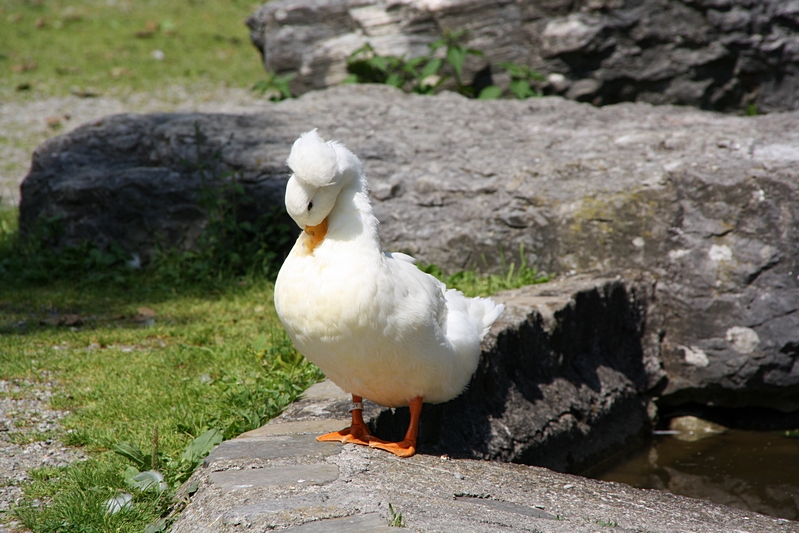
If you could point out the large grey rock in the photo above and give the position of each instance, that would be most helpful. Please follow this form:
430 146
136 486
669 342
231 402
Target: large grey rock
705 203
714 54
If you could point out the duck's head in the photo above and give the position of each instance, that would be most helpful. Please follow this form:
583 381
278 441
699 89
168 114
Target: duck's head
316 181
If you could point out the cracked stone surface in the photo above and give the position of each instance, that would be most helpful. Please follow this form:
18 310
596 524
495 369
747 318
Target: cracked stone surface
356 484
26 424
704 203
714 54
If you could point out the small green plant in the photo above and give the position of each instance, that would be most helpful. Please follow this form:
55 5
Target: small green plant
426 74
472 283
418 75
275 87
523 79
395 518
606 523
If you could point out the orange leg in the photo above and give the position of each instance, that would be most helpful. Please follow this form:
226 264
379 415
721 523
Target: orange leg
407 447
357 433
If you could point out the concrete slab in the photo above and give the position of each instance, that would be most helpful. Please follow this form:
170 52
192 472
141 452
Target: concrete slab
313 427
270 447
300 475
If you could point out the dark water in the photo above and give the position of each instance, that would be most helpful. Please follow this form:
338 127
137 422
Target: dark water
750 470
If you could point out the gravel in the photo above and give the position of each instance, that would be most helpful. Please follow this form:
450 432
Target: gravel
28 426
26 122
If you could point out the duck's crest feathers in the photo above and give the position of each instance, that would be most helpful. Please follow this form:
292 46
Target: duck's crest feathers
313 161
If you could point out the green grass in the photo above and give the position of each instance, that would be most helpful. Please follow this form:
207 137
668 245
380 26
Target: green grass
142 360
54 47
153 363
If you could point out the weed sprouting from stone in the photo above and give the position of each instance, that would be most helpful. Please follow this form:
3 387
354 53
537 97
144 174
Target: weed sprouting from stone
395 519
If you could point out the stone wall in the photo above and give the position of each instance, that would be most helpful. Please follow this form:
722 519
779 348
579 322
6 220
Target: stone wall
713 54
705 203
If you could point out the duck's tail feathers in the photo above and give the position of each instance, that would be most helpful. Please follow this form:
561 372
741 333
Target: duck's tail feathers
482 312
485 311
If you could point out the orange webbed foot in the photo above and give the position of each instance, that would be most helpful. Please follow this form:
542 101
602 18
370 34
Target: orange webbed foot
405 448
357 433
347 435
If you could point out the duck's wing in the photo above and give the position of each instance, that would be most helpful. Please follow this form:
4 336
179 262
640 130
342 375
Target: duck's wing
401 257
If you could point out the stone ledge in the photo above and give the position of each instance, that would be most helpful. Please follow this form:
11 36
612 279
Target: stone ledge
279 477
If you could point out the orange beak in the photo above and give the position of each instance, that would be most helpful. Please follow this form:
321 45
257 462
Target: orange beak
316 233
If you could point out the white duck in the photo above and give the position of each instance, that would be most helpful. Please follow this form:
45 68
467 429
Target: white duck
376 325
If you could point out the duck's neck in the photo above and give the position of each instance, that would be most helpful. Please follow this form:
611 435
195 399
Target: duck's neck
352 218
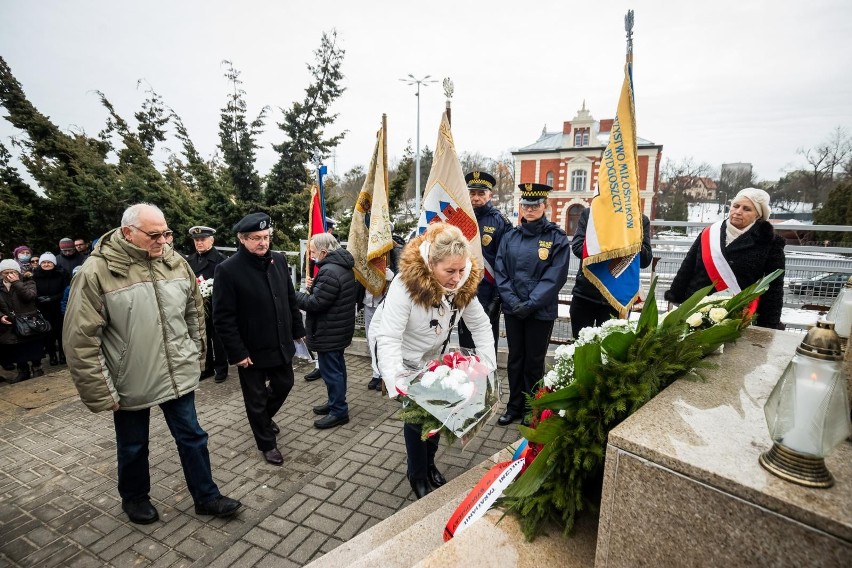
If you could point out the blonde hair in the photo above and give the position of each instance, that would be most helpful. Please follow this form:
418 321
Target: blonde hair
325 241
446 241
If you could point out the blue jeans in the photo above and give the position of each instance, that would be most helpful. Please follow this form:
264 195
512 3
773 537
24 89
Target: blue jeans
333 371
131 439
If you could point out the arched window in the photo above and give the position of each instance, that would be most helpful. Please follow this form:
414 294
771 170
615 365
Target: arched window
573 218
578 180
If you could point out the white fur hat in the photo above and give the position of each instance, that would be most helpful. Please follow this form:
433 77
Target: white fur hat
47 257
760 199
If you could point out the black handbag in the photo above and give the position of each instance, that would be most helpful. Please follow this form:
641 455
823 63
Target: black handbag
30 325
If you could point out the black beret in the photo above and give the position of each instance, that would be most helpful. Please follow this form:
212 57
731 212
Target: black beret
253 222
200 232
480 180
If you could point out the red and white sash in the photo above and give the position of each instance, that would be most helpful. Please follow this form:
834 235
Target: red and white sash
717 266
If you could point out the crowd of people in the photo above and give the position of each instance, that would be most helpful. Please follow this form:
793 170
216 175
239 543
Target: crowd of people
130 319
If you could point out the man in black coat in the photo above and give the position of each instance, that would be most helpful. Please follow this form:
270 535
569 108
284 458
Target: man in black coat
588 306
257 318
204 261
330 308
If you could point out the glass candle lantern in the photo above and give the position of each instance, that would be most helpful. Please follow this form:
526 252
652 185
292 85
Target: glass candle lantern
808 411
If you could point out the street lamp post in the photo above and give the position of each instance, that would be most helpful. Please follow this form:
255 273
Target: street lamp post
411 80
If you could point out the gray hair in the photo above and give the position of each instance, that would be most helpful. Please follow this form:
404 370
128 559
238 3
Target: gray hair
447 241
131 215
325 241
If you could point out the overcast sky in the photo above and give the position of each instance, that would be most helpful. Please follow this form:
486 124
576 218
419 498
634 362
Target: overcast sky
722 81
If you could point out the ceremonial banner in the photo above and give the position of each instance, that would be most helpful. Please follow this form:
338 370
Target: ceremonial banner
447 198
316 223
614 233
370 236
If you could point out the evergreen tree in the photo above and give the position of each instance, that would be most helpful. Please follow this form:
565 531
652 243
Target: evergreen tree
288 183
18 213
238 141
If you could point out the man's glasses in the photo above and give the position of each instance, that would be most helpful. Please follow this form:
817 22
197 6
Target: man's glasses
258 238
155 236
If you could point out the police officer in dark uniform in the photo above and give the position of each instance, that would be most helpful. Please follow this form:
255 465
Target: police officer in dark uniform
204 261
532 267
492 226
588 306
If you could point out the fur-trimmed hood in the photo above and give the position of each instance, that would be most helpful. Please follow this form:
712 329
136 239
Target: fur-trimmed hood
423 288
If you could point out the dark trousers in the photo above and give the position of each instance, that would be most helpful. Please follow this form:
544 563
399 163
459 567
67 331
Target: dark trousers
262 403
333 371
131 440
586 313
528 339
466 339
420 454
216 358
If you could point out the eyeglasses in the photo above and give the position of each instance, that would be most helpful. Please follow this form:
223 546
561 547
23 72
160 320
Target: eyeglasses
155 236
258 238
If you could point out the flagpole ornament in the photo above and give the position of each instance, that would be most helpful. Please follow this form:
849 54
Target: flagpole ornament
628 27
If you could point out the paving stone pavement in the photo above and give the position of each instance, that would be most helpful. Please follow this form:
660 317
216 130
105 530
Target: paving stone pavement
59 504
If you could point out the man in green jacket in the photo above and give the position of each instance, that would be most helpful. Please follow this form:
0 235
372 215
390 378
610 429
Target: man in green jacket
135 338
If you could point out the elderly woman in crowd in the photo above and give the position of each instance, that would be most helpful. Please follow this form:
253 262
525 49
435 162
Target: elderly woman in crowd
18 296
51 281
436 283
737 252
330 323
24 255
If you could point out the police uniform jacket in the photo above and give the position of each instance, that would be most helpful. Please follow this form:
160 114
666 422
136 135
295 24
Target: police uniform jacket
532 267
583 287
492 227
255 312
204 264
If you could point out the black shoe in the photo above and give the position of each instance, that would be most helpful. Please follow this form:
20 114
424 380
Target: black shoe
140 512
21 376
221 506
331 421
507 419
420 487
313 375
435 477
273 457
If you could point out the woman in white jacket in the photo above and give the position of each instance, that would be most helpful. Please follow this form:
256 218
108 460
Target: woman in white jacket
436 283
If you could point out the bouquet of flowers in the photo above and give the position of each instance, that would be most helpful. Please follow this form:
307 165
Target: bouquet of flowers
604 377
454 394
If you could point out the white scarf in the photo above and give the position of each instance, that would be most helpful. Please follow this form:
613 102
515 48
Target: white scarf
732 233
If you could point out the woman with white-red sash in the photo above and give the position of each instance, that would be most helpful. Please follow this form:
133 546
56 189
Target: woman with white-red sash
734 254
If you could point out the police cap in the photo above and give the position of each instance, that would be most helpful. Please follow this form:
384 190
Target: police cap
480 180
201 232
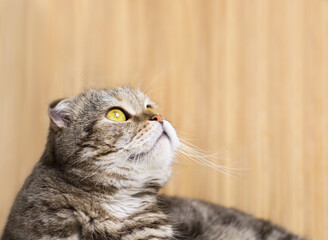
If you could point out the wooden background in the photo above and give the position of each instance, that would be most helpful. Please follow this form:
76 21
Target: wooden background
249 77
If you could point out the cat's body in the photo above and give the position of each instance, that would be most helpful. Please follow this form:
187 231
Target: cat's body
106 157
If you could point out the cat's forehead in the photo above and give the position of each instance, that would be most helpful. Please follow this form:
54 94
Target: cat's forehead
132 100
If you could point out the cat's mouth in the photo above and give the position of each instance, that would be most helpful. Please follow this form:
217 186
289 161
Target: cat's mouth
138 155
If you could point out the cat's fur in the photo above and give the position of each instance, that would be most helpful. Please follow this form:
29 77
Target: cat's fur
98 179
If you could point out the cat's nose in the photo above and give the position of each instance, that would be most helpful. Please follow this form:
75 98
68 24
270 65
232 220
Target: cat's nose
156 117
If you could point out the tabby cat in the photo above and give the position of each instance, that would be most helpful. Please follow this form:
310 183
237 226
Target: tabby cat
108 153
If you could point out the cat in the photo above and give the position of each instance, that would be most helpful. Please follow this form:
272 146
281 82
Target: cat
107 155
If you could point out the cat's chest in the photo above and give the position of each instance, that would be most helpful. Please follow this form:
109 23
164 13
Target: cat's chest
147 223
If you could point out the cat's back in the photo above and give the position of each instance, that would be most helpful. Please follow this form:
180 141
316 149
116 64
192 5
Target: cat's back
40 203
200 220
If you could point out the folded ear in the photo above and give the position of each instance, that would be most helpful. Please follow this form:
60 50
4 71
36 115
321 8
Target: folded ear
60 113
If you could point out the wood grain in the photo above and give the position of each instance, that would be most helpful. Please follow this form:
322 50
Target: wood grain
249 77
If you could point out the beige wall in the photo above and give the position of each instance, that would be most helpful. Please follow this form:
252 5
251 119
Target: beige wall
246 76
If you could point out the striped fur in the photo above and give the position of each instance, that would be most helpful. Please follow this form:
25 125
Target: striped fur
98 180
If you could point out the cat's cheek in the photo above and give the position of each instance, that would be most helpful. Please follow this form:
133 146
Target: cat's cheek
162 155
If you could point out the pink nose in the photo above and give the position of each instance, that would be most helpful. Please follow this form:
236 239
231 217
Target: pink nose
156 117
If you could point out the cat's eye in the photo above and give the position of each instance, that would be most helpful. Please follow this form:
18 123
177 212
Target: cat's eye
149 108
116 115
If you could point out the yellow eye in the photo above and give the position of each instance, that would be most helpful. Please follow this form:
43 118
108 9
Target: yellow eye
150 109
116 115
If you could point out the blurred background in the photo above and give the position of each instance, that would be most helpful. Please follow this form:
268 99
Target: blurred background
247 79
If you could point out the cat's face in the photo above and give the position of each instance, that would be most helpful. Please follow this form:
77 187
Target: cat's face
109 132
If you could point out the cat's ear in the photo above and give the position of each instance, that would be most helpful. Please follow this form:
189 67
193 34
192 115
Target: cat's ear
60 113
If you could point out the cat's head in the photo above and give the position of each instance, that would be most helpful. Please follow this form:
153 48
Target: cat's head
110 135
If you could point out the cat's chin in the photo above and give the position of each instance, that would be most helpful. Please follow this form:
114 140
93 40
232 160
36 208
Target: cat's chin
160 155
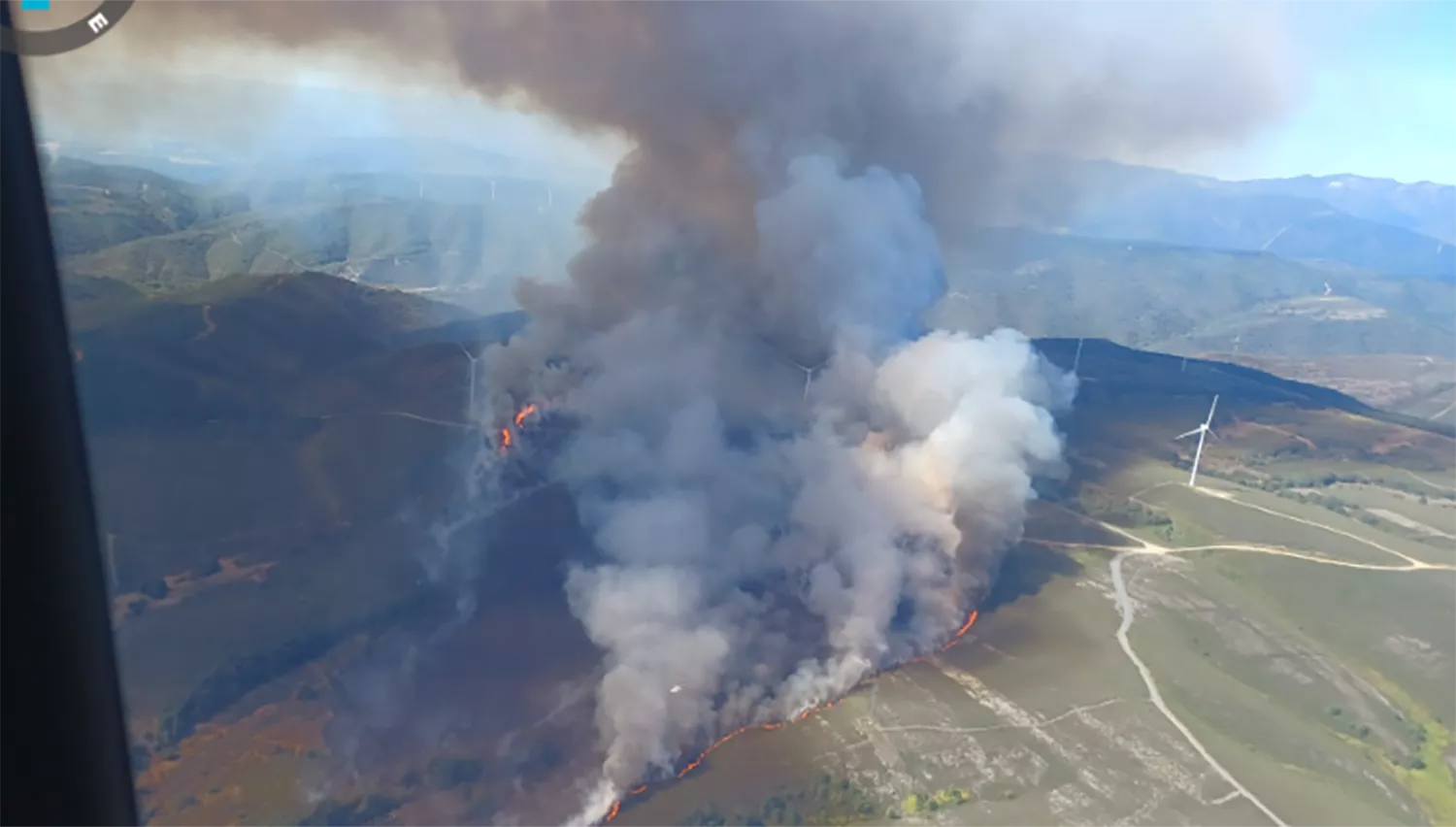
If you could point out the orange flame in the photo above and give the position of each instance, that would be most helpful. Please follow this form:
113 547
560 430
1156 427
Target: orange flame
695 763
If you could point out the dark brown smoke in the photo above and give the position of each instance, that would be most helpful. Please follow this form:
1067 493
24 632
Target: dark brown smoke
789 480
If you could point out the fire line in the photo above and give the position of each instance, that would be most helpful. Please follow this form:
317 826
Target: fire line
695 763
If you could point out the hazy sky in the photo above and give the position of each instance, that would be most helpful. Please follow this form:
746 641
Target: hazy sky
1380 102
1379 99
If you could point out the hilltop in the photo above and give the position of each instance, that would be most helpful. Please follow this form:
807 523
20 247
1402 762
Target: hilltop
271 500
463 236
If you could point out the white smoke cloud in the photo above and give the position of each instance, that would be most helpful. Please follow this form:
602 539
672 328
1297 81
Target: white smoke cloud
847 529
794 168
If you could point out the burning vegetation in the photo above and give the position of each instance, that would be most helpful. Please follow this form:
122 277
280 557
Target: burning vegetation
769 535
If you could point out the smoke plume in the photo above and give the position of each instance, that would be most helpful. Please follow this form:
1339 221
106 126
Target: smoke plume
789 480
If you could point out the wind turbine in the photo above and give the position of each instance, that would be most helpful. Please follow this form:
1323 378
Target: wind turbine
809 376
1203 431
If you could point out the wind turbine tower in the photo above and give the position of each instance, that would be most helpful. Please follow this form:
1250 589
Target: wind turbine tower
469 413
809 376
1203 431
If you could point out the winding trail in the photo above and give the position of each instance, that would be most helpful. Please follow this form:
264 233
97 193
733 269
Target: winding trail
1124 608
1127 613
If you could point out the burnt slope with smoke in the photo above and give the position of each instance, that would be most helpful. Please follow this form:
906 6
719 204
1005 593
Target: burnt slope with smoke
791 485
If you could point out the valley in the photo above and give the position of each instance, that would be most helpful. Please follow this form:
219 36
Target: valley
316 629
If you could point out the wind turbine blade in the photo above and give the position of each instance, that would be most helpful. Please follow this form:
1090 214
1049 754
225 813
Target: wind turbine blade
1197 454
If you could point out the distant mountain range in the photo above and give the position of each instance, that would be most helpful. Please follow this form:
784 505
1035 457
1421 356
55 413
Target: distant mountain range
466 236
1342 220
1155 259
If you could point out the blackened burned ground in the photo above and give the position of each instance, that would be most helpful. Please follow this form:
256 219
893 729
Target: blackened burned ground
314 675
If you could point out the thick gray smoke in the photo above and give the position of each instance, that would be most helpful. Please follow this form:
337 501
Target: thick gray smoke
768 542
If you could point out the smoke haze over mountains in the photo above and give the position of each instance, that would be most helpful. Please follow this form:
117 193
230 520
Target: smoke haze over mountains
794 169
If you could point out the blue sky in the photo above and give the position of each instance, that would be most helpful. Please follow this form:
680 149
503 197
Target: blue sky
1380 101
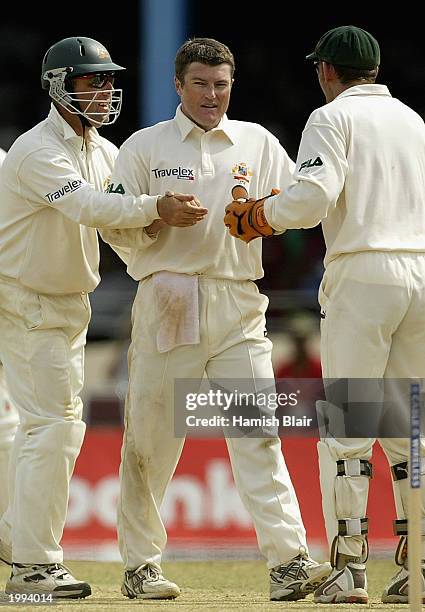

++++++++++++++++++++

= GIVEN REQUEST =
Which lines in the items above contain the word "water"? List every one, treating uppercase and lowercase as different.

= WRITTEN REPLY =
If you could point out the dark water in the photo above and give the position of each instance, that would be most helpful. Please follow this form:
Target: dark water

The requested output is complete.